═════ Source records

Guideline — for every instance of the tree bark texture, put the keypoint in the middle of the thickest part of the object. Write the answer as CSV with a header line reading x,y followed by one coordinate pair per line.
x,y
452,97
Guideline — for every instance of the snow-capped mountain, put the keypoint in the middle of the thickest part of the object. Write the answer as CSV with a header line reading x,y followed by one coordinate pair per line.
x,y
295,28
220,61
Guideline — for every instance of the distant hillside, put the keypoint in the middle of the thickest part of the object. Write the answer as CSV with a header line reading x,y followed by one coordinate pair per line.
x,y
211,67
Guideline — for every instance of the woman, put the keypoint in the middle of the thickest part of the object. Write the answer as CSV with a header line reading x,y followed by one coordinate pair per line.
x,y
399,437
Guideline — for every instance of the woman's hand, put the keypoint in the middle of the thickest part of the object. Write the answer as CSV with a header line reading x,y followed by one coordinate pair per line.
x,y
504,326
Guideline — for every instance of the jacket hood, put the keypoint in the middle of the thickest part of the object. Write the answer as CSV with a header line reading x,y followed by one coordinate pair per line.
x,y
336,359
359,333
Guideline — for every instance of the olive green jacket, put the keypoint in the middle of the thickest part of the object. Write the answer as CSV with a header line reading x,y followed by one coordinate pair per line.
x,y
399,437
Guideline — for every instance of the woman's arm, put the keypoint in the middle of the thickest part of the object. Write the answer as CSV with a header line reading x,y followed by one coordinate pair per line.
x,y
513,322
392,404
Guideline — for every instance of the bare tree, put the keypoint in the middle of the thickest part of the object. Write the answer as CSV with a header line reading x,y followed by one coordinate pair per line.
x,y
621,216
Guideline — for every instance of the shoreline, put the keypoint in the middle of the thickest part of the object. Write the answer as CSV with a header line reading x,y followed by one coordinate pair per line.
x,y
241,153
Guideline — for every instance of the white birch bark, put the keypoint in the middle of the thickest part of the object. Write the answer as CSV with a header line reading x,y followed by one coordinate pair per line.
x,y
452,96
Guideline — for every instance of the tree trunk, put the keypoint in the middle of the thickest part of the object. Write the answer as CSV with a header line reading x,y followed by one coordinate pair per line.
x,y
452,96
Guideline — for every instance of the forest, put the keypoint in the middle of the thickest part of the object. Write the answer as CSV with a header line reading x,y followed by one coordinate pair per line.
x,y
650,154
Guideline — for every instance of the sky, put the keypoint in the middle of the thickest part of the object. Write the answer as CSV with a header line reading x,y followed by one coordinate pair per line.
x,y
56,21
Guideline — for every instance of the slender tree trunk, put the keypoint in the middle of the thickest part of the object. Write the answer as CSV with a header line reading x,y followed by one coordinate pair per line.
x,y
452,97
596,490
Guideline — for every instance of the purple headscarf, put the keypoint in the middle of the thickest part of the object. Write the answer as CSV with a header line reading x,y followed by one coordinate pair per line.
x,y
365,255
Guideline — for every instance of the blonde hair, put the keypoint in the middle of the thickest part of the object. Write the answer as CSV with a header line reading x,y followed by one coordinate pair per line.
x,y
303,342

══════════

> Task details
Print all the rows above again, reproducing every line word for word.

> Exercise output
Guideline — for every instance of the tree bark texture, put the keypoint in the middle of the thickest part of the object. Write the answer as CSV with a header line reading x,y followed by one coordinate pair per line.
x,y
452,97
Guideline — for every instance of the snow-capped mountain, put the keypoint in the middle of the thickest part of the object. Write the answer as CSV with a header line reading x,y followed by one coordinate pair per line.
x,y
295,28
220,61
Guideline — for every instance of the distant hillside, put the keypoint in the middle of the thickest part of the object. Write the answer as CSV with a header line reading x,y followed by one coordinate pair per line.
x,y
211,67
Guideline — for every instance of the woman, put the keypoint in the middle of the thickest part of the object. Write the answer as CSV with a header line reading x,y followed by one coordinate pair per line.
x,y
399,437
Guideline — for every instance of the woman's hand, put the keypoint in the middle of the thickest part of the object. Write the answer as CSV with a header line reading x,y followed by one coordinate pair per line.
x,y
504,326
Guideline — for every instance of the jacket hood, put the keypoint in the middle of the thickest part of the object. Write the answer as CSV with a header line reading x,y followed by one coordinate pair per line.
x,y
336,359
359,333
Guideline — for every instance of the olive green jacket, put the keypoint in the middle of the thickest part of the object. Write the answer as CSV with a header line reading x,y followed by one coordinate pair per line.
x,y
399,437
Guideline — for every instance of the woman's arm, put the keypoint in the middle of the thickest part of the object. Write the answer as CSV with a header line reading x,y followed by one coordinate pair per line.
x,y
513,322
392,404
Guideline — for every instance of the bare tree, put the keypoint in the middle of the thickest part of the object. Write the answer as CSV with a header line reading x,y followed by one coordinate pair per line.
x,y
621,216
Guideline — for every instance of the shoreline, put the keypoint in the middle of the thickest part of the object. Write the answer as CSV with a header line reading x,y followed by one coordinate pair per line.
x,y
241,153
Guideline — for every instance of the white birch bark, put the keypoint in the middle of the thickest part of the object. Write the answer as CSV with a header line reading x,y followed by one coordinate pair per line.
x,y
452,96
Guideline — for every instance of the tree trunk, put the keypoint in the middle of the thickest part of the object. Write the answer as CSV with a header line reading x,y followed by one coordinate pair per line.
x,y
452,96
Guideline — for every instance of the forest, put the keypoint in the middle of the thickest part of the object. Write the answer as CSV with a header line reading x,y followed by one coordinate pair per line.
x,y
650,154
Guideline — for every instance of the sky, put the keypoint in the middle of the thickest part of the object. Write the answer as CSV with a header line reading x,y followed by one coordinate pair per line.
x,y
56,21
Guideline — for every instance of the slender tree trunk, put the keypoint in the middle of the thickest part of the object. Write the answer as CSV with a header line reading x,y followed by one coordinate pair per line.
x,y
452,97
596,490
Guideline — for every instance of the purple headscarf, put the keypoint in the middle of the thickest part of the object. Write the answer as CSV with a header line reading x,y followed by one coordinate pair per line.
x,y
365,255
Guideline — for every instance of the blonde hair, put the keypoint in the middle of the thickest part of the object. Write the answer as CSV with a header line reading x,y followed by one coordinate pair per line.
x,y
303,342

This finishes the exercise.